--- BEGIN Text provided ---
9.3 If the Goods are not manufactured by ULA the guarantee of the manufacturer of those Goods is accepted by the Buyer and is the only guarantee given to the Buyer in respect of the goods. ULA agrees to assign to the Buyer on request made by the Buyer the benefit of any warranty or entitlement to the Goods that the manufacturer has granted to ULA under any contract or by implication or operation of law to the extent that the benefit of any warranty or entitlement is assignable.
9.4 Any costs associated with freight to and from a repair facility shall be the cost of the owner of the goods unless goods are under a current maintenance plan. Labour costs for the repair of the under-warranty items will be covered if the product fault is deemed to be covered under warranty
9.5 ULA is not liable for and the Buyer releases ULA from any claims in respect of faulty or defective design of any Goods supplied unless such design has been wholly prepared by ULA and the responsibility for any claim has been specifically accepted by ULA in writing. In any event ULA’s liability under this paragraph is limited strictly to the replacement of defective parts in accordance with clause 7.1.
9.6 Except as provided in these conditions, all express and implied warranties, guarantees and conditions under stature or general law as to merchantability, description, quality, suitability or fitness of the goods for any purpose or as to design, assembly, installation, materials or workmanship or otherwise are expressly excluded. ULA is not liable for physical or financial injury, loss or damage or for consequential loss or damage of any kind arising out of ULA’s negligence or in any way whatsoever.
--- END Text provided ---
Quote the warranty terms from "9.4 Any costs" up to and including "with clause 7.1.". The material after this text is not needed for the work here.
--- BEGIN Information supplied ---
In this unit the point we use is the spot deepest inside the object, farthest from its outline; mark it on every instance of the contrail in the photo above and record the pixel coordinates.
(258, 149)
--- END Information supplied ---
Solved problem:
9.4 Any costs associated with freight to and from a repair facility shall be the cost of the owner of the goods unless goods are under a current maintenance plan. Labour costs for the repair of the under-warranty items will be covered if the product fault is deemed to be covered under warranty
9.5 ULA is not liable for and the Buyer releases ULA from any claims in respect of faulty or defective design of any Goods supplied unless such design has been wholly prepared by ULA and the responsibility for any claim has been specifically accepted by ULA in writing. In any event ULA’s liability under this paragraph is limited strictly to the replacement of defective parts in accordance with clause 7.1.